Return every line of the records below that contains the word "belt", treating uppercase and lowercase as different.

=== DATA SUPPLIED ===

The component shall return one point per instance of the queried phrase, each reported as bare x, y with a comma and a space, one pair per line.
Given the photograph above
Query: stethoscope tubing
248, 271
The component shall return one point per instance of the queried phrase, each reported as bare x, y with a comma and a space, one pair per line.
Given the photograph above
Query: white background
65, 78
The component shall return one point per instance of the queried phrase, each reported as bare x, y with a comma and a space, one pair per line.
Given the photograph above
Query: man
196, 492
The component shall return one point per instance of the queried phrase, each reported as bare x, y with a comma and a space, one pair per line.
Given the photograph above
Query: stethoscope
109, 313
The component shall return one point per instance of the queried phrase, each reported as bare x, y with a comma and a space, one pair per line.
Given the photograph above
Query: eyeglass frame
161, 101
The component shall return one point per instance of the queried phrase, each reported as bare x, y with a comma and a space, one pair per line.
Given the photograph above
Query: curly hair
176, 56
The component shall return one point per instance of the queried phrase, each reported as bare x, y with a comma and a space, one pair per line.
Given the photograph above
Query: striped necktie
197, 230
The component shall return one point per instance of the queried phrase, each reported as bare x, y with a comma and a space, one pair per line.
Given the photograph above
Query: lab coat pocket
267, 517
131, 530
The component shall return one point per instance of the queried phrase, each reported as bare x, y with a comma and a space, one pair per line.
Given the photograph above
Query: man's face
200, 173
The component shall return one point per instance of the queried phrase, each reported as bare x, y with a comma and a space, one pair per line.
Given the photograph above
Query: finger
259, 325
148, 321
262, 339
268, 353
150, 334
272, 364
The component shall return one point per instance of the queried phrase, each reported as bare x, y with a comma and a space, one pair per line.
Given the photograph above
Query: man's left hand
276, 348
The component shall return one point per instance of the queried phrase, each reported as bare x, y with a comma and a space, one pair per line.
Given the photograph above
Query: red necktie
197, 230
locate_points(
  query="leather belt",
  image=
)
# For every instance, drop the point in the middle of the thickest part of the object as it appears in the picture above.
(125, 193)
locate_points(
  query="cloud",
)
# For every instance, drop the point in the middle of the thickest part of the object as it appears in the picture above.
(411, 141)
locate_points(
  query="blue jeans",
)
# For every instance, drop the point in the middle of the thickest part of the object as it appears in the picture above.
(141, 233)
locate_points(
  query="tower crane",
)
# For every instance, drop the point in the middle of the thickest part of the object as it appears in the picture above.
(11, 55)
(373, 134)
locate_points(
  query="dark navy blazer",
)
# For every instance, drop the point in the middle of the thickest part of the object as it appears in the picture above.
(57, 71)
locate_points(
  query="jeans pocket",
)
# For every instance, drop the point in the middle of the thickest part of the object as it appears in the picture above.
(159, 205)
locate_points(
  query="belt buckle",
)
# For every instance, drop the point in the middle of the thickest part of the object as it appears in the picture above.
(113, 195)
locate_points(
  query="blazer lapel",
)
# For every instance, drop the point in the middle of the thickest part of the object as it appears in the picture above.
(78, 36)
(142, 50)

===

COMPLETE RESPONSE:
  query="leather belt",
  query="belt buckle",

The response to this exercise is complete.